→ **Short problem**
Rewrite the data below as a Markdown table with the columns Row and Line, giving each line its row number and leaving out any blank lines.
*** Given information
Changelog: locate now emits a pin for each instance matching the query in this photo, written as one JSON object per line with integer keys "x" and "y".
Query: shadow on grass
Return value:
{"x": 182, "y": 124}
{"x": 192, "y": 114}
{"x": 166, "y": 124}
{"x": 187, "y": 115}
******
→ **Correct result**
| Row | Line |
|---|---|
| 1 | Changelog: locate now emits a pin for each instance matching the query in this photo, written as one JSON object per line with integer keys "x" and "y". |
| 2 | Query: shadow on grass |
| 3 | Return value: |
| 4 | {"x": 182, "y": 124} |
| 5 | {"x": 192, "y": 114} |
| 6 | {"x": 166, "y": 124} |
| 7 | {"x": 187, "y": 115} |